(Extract provided)
::::::::

The 31st International 500-Mile Sweepstakes was held at Indianapolis Motor Speedway on Friday, May 30, 1947. It was the opening round of the 11 races that comprised the 1947 AAA Championship Car season. The 1946 winner, George Robson, had been killed on September 2, 1946 in a racing incident.  Driver Shorty Cantlon would be killed in a racing incident during the race.

Beginning in 1947 the Speedway issued "Bronze" and "Silver" badges.  Bronze badges allowed gate and garage access during the month and silver badges did the same but also allowed pit access.  On race day, one needed a Back Up Card Early bronze badges were indeed bronze, but silver badges were only a silver colored pot metal.  Bronze badges began being made of a bronze colored pot metal sometime in the late 1950's or early 1960's.

Time trials & ASPAR boycott
Time trials was scheduled for five days. The minimum speed to qualify was set at 115 mph. In the months leading up to the race, several top drivers that were members of a union, the American Society of Professional Auto Racing (ASPAR), threatened to boycott the race over the purse size. The AAA Contest Board refused to heed their demands, and when the entry list was closed on May 8, many of the top drivers, particularly several popular west coast drivers, were not on the list. A total of 35 cars were entered, but at least nine had no driver listed, and 13 of the entries were inexperienced novice drivers. After the practice began for the month, officials decreed that the boycotting drivers would not be allowed late entry. After several weeks of dispute, an agreement was made for the ASPAR drivers to participate midway through the month.

::::::::

(Supplied information)
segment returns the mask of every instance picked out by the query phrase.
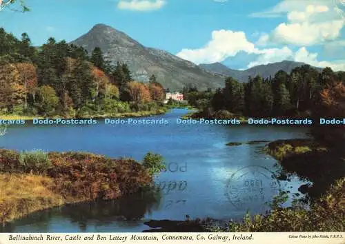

::::::::

Can you quote the passage about the 1947 Indianapolis 500-mile race above in full, word for word?

(Answer to the exercise)
The 31st International 500-Mile Sweepstakes was held at Indianapolis Motor Speedway on Friday, May 30, 1947. It was the opening round of the 11 races that comprised the 1947 AAA Championship Car season. The 1946 winner, George Robson, had been killed on September 2, 1946 in a racing incident.  Driver Shorty Cantlon would be killed in a racing incident during the race.

Beginning in 1947 the Speedway issued "Bronze" and "Silver" badges.  Bronze badges allowed gate and garage access during the month and silver badges did the same but also allowed pit access.  On race day, one needed a Back Up Card Early bronze badges were indeed bronze, but silver badges were only a silver colored pot metal.  Bronze badges began being made of a bronze colored pot metal sometime in the late 1950's or early 1960's.

Time trials & ASPAR boycott
Time trials was scheduled for five days. The minimum speed to qualify was set at 115 mph. In the months leading up to the race, several top drivers that were members of a union, the American Society of Professional Auto Racing (ASPAR), threatened to boycott the race over the purse size. The AAA Contest Board refused to heed their demands, and when the entry list was closed on May 8, many of the top drivers, particularly several popular west coast drivers, were not on the list. A total of 35 cars were entered, but at least nine had no driver listed, and 13 of the entries were inexperienced novice drivers. After the practice began for the month, officials decreed that the boycotting drivers would not be allowed late entry. After several weeks of dispute, an agreement was made for the ASPAR drivers to participate midway through the month.